**Exercise details:**
Give back the listing in full and exactly, leaving out the images.

**Dataset records:**
────────────────
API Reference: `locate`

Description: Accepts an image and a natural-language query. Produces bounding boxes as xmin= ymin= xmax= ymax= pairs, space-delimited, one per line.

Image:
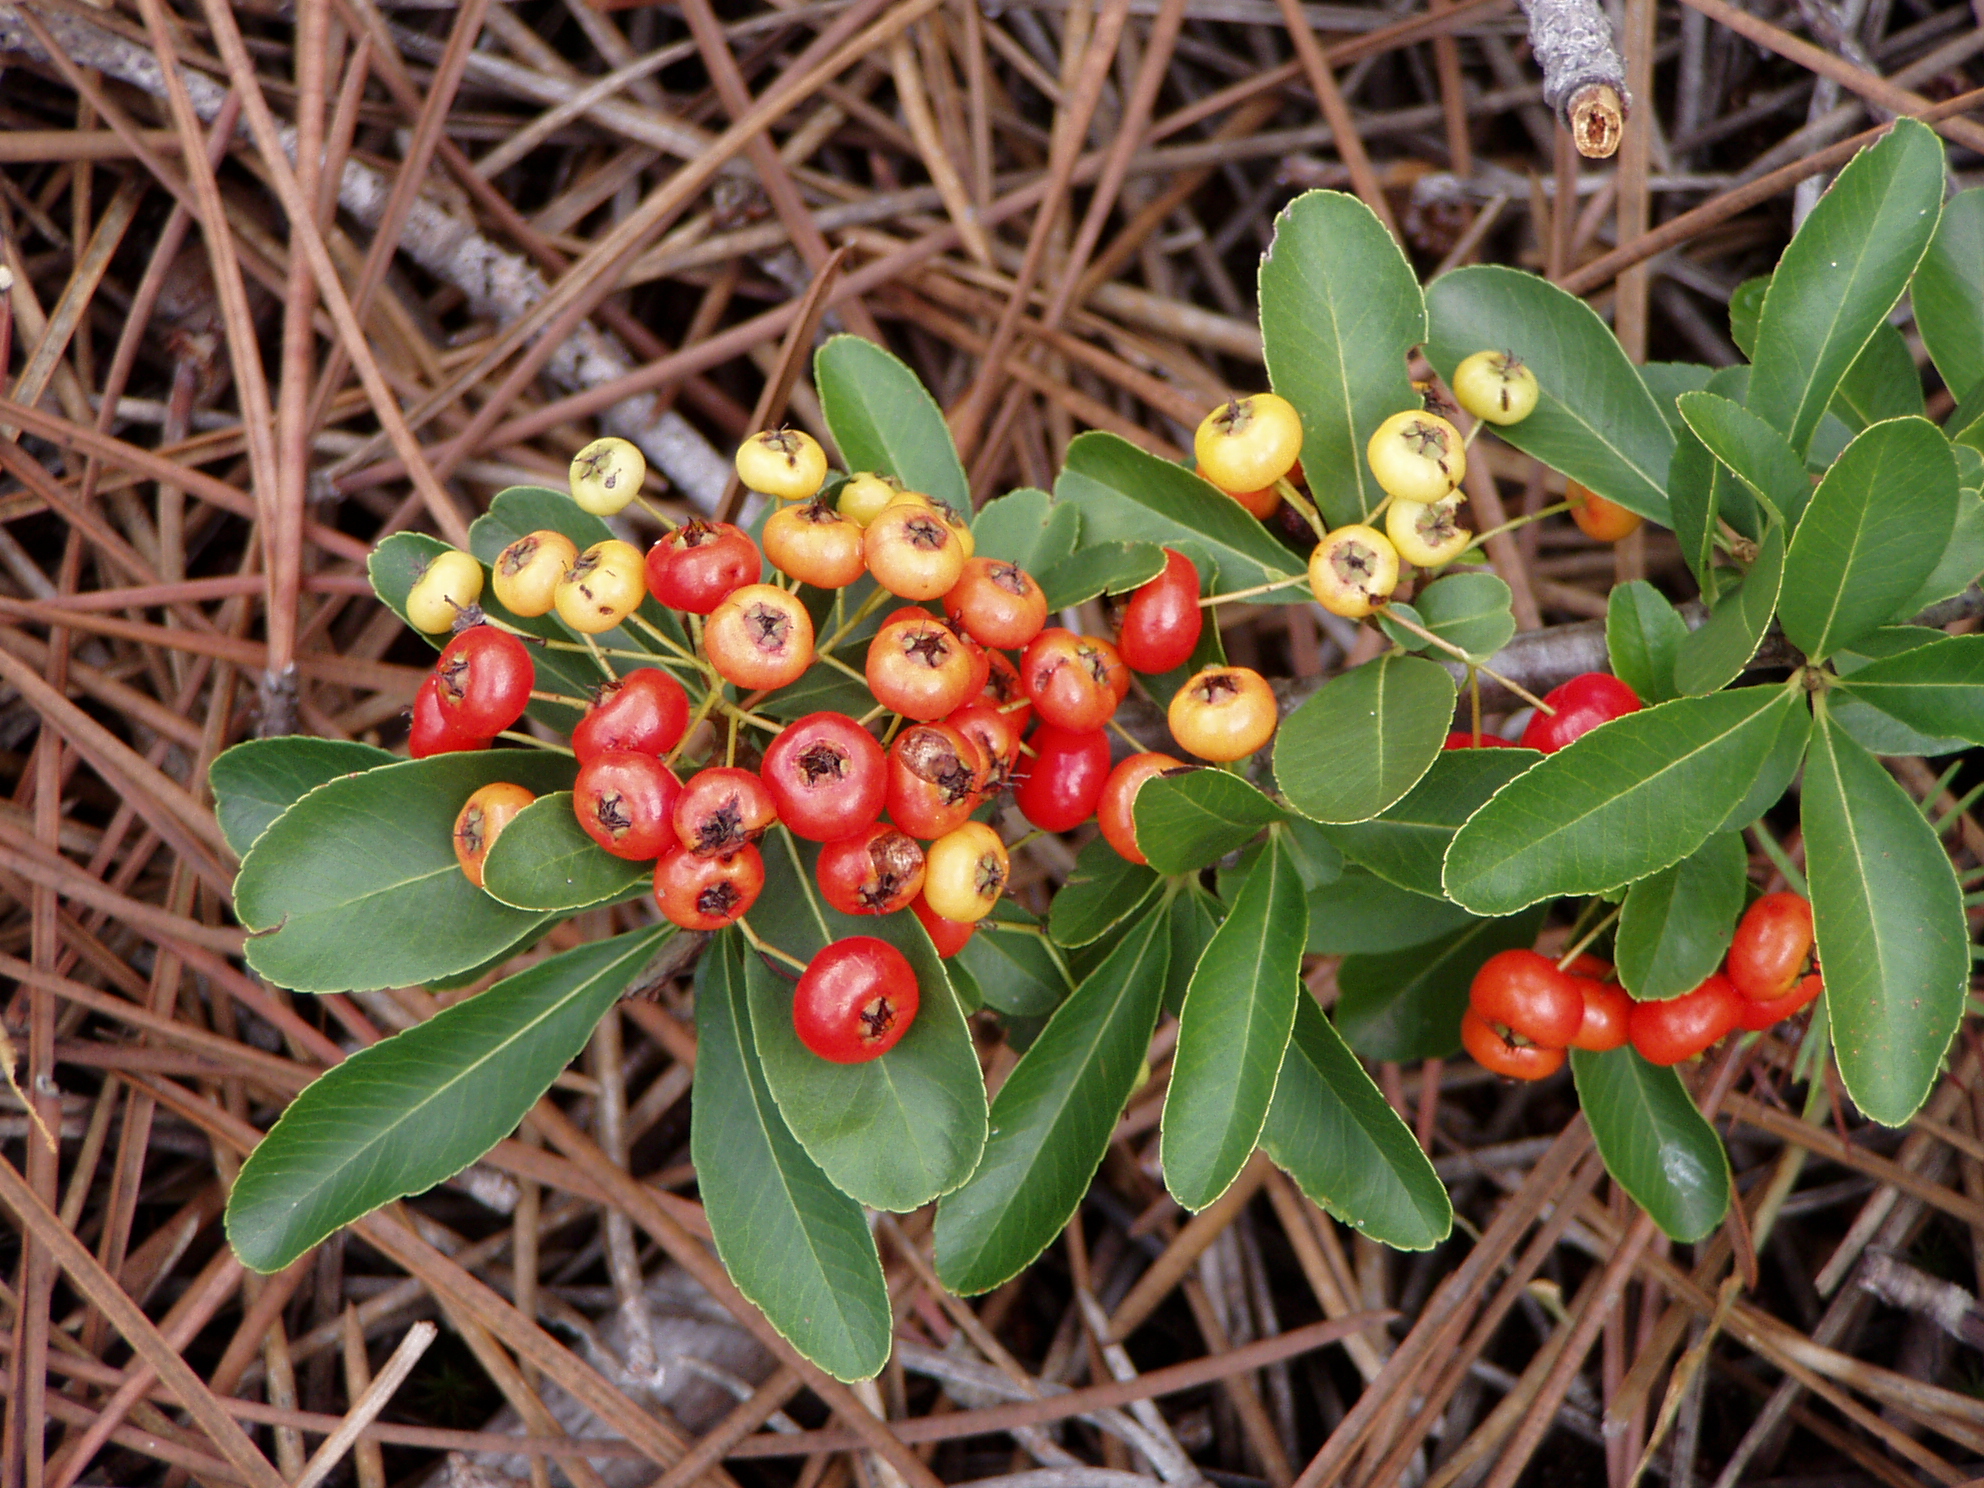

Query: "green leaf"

xmin=226 ymin=924 xmax=670 ymax=1272
xmin=958 ymin=902 xmax=1073 ymax=1018
xmin=1747 ymin=118 xmax=1945 ymax=457
xmin=1641 ymin=362 xmax=1718 ymax=440
xmin=1161 ymin=833 xmax=1305 ymax=1211
xmin=693 ymin=934 xmax=891 ymax=1382
xmin=1379 ymin=573 xmax=1514 ymax=663
xmin=1606 ymin=581 xmax=1688 ymax=705
xmin=1275 ymin=653 xmax=1454 ymax=824
xmin=1779 ymin=417 xmax=1959 ymax=661
xmin=1335 ymin=906 xmax=1547 ymax=1061
xmin=1728 ymin=276 xmax=1768 ymax=358
xmin=1425 ymin=265 xmax=1673 ymax=523
xmin=1164 ymin=884 xmax=1225 ymax=1017
xmin=970 ymin=488 xmax=1079 ymax=574
xmin=1261 ymin=995 xmax=1450 ymax=1250
xmin=478 ymin=793 xmax=651 ymax=912
xmin=1443 ymin=686 xmax=1799 ymax=916
xmin=1833 ymin=323 xmax=1925 ymax=430
xmin=1713 ymin=698 xmax=1811 ymax=833
xmin=1571 ymin=1047 xmax=1731 ymax=1243
xmin=1914 ymin=186 xmax=1984 ymax=402
xmin=1675 ymin=391 xmax=1809 ymax=529
xmin=815 ymin=335 xmax=969 ymax=510
xmin=1303 ymin=870 xmax=1476 ymax=955
xmin=1666 ymin=417 xmax=1721 ymax=592
xmin=1672 ymin=521 xmax=1785 ymax=696
xmin=1615 ymin=832 xmax=1748 ymax=1000
xmin=1035 ymin=541 xmax=1167 ymax=611
xmin=1049 ymin=834 xmax=1163 ymax=948
xmin=934 ymin=907 xmax=1170 ymax=1293
xmin=1832 ymin=632 xmax=1984 ymax=749
xmin=740 ymin=834 xmax=987 ymax=1211
xmin=1318 ymin=749 xmax=1536 ymax=899
xmin=1056 ymin=432 xmax=1305 ymax=594
xmin=1258 ymin=190 xmax=1427 ymax=527
xmin=235 ymin=752 xmax=575 ymax=992
xmin=210 ymin=738 xmax=398 ymax=859
xmin=1132 ymin=768 xmax=1287 ymax=875
xmin=1893 ymin=489 xmax=1984 ymax=619
xmin=1801 ymin=706 xmax=1969 ymax=1125
xmin=1829 ymin=627 xmax=1970 ymax=756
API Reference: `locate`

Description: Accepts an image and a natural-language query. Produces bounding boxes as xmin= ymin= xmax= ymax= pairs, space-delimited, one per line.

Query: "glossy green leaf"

xmin=478 ymin=793 xmax=651 ymax=912
xmin=211 ymin=738 xmax=398 ymax=859
xmin=1832 ymin=632 xmax=1984 ymax=748
xmin=1780 ymin=417 xmax=1958 ymax=661
xmin=1443 ymin=686 xmax=1799 ymax=916
xmin=1164 ymin=884 xmax=1225 ymax=1017
xmin=1641 ymin=362 xmax=1717 ymax=440
xmin=1571 ymin=1046 xmax=1731 ymax=1243
xmin=1380 ymin=573 xmax=1514 ymax=663
xmin=1827 ymin=628 xmax=1968 ymax=756
xmin=1335 ymin=905 xmax=1547 ymax=1061
xmin=935 ymin=907 xmax=1170 ymax=1293
xmin=1606 ymin=581 xmax=1688 ymax=705
xmin=1713 ymin=697 xmax=1811 ymax=834
xmin=1049 ymin=834 xmax=1163 ymax=948
xmin=740 ymin=834 xmax=986 ymax=1211
xmin=1728 ymin=276 xmax=1768 ymax=358
xmin=1319 ymin=749 xmax=1536 ymax=899
xmin=1262 ymin=995 xmax=1450 ymax=1250
xmin=226 ymin=924 xmax=670 ymax=1272
xmin=970 ymin=488 xmax=1079 ymax=574
xmin=1747 ymin=118 xmax=1945 ymax=457
xmin=1893 ymin=489 xmax=1984 ymax=620
xmin=1275 ymin=652 xmax=1454 ymax=824
xmin=815 ymin=335 xmax=969 ymax=510
xmin=1132 ymin=768 xmax=1287 ymax=875
xmin=1162 ymin=833 xmax=1305 ymax=1211
xmin=1914 ymin=186 xmax=1984 ymax=402
xmin=235 ymin=752 xmax=574 ymax=992
xmin=1615 ymin=832 xmax=1747 ymax=1000
xmin=1802 ymin=707 xmax=1968 ymax=1126
xmin=1056 ymin=432 xmax=1305 ymax=594
xmin=958 ymin=902 xmax=1073 ymax=1018
xmin=1676 ymin=392 xmax=1808 ymax=528
xmin=1035 ymin=542 xmax=1167 ymax=611
xmin=1672 ymin=521 xmax=1785 ymax=696
xmin=1425 ymin=265 xmax=1673 ymax=522
xmin=693 ymin=934 xmax=891 ymax=1381
xmin=1833 ymin=323 xmax=1925 ymax=429
xmin=1666 ymin=417 xmax=1720 ymax=592
xmin=1258 ymin=190 xmax=1427 ymax=526
xmin=1304 ymin=870 xmax=1476 ymax=955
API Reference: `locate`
────────────────
**Problem solution:**
API Reference: `locate`

Description: Accepts an image and a natural-language query. Produces bounding boxes as xmin= ymin= xmax= ymax= pairs, space-delimited, one per line.

Image:

Query: "green leaf"

xmin=226 ymin=924 xmax=670 ymax=1272
xmin=958 ymin=902 xmax=1073 ymax=1018
xmin=1747 ymin=118 xmax=1945 ymax=457
xmin=1641 ymin=362 xmax=1718 ymax=440
xmin=1161 ymin=833 xmax=1305 ymax=1211
xmin=693 ymin=934 xmax=891 ymax=1382
xmin=1379 ymin=573 xmax=1514 ymax=663
xmin=1606 ymin=581 xmax=1688 ymax=705
xmin=1275 ymin=653 xmax=1454 ymax=824
xmin=1779 ymin=417 xmax=1959 ymax=661
xmin=1335 ymin=906 xmax=1547 ymax=1061
xmin=1728 ymin=276 xmax=1768 ymax=358
xmin=1425 ymin=265 xmax=1673 ymax=523
xmin=1164 ymin=884 xmax=1225 ymax=1017
xmin=970 ymin=488 xmax=1079 ymax=574
xmin=1261 ymin=995 xmax=1450 ymax=1250
xmin=478 ymin=793 xmax=651 ymax=912
xmin=1443 ymin=686 xmax=1799 ymax=916
xmin=1833 ymin=323 xmax=1925 ymax=430
xmin=1713 ymin=698 xmax=1811 ymax=833
xmin=1571 ymin=1047 xmax=1731 ymax=1243
xmin=1914 ymin=186 xmax=1984 ymax=402
xmin=1675 ymin=391 xmax=1809 ymax=529
xmin=815 ymin=335 xmax=969 ymax=510
xmin=1303 ymin=870 xmax=1476 ymax=955
xmin=1666 ymin=417 xmax=1721 ymax=592
xmin=1672 ymin=521 xmax=1785 ymax=696
xmin=1615 ymin=832 xmax=1748 ymax=1000
xmin=1035 ymin=541 xmax=1167 ymax=611
xmin=1049 ymin=834 xmax=1163 ymax=948
xmin=934 ymin=907 xmax=1170 ymax=1293
xmin=1832 ymin=632 xmax=1984 ymax=749
xmin=740 ymin=834 xmax=987 ymax=1211
xmin=1318 ymin=749 xmax=1536 ymax=899
xmin=1056 ymin=432 xmax=1305 ymax=594
xmin=1258 ymin=190 xmax=1427 ymax=527
xmin=235 ymin=752 xmax=575 ymax=992
xmin=210 ymin=738 xmax=398 ymax=859
xmin=1132 ymin=768 xmax=1287 ymax=875
xmin=1893 ymin=489 xmax=1984 ymax=619
xmin=1801 ymin=706 xmax=1969 ymax=1125
xmin=1829 ymin=627 xmax=1970 ymax=756
API Reference: `locate`

Description: Accepts an image and a natural-language query. Produces bounding boxes as xmin= ymin= xmax= ymax= pairs, space-delimited, one per line.

Query: "glossy green leaf"

xmin=478 ymin=793 xmax=651 ymax=912
xmin=211 ymin=738 xmax=398 ymax=859
xmin=1832 ymin=632 xmax=1984 ymax=748
xmin=1780 ymin=417 xmax=1958 ymax=661
xmin=1443 ymin=686 xmax=1799 ymax=916
xmin=1164 ymin=884 xmax=1225 ymax=1017
xmin=1641 ymin=362 xmax=1717 ymax=440
xmin=1571 ymin=1046 xmax=1731 ymax=1243
xmin=1380 ymin=573 xmax=1514 ymax=663
xmin=1827 ymin=628 xmax=1968 ymax=756
xmin=1335 ymin=905 xmax=1547 ymax=1061
xmin=935 ymin=907 xmax=1170 ymax=1293
xmin=1606 ymin=581 xmax=1688 ymax=705
xmin=1713 ymin=697 xmax=1811 ymax=834
xmin=1049 ymin=834 xmax=1163 ymax=948
xmin=740 ymin=834 xmax=986 ymax=1211
xmin=1728 ymin=276 xmax=1768 ymax=358
xmin=1319 ymin=749 xmax=1536 ymax=899
xmin=1262 ymin=995 xmax=1450 ymax=1250
xmin=226 ymin=924 xmax=670 ymax=1272
xmin=970 ymin=488 xmax=1079 ymax=574
xmin=1747 ymin=118 xmax=1945 ymax=457
xmin=1893 ymin=489 xmax=1984 ymax=620
xmin=1275 ymin=652 xmax=1454 ymax=824
xmin=815 ymin=335 xmax=969 ymax=510
xmin=1132 ymin=768 xmax=1287 ymax=875
xmin=1162 ymin=833 xmax=1305 ymax=1211
xmin=1914 ymin=186 xmax=1984 ymax=402
xmin=235 ymin=752 xmax=574 ymax=992
xmin=1615 ymin=832 xmax=1747 ymax=1000
xmin=1802 ymin=707 xmax=1968 ymax=1126
xmin=1056 ymin=432 xmax=1305 ymax=594
xmin=958 ymin=902 xmax=1073 ymax=1018
xmin=1676 ymin=392 xmax=1808 ymax=528
xmin=1035 ymin=542 xmax=1167 ymax=611
xmin=1672 ymin=521 xmax=1785 ymax=696
xmin=1425 ymin=265 xmax=1673 ymax=522
xmin=693 ymin=934 xmax=891 ymax=1381
xmin=1833 ymin=323 xmax=1925 ymax=429
xmin=1666 ymin=417 xmax=1720 ymax=592
xmin=1258 ymin=190 xmax=1427 ymax=526
xmin=1304 ymin=870 xmax=1476 ymax=955
API Reference: `locate`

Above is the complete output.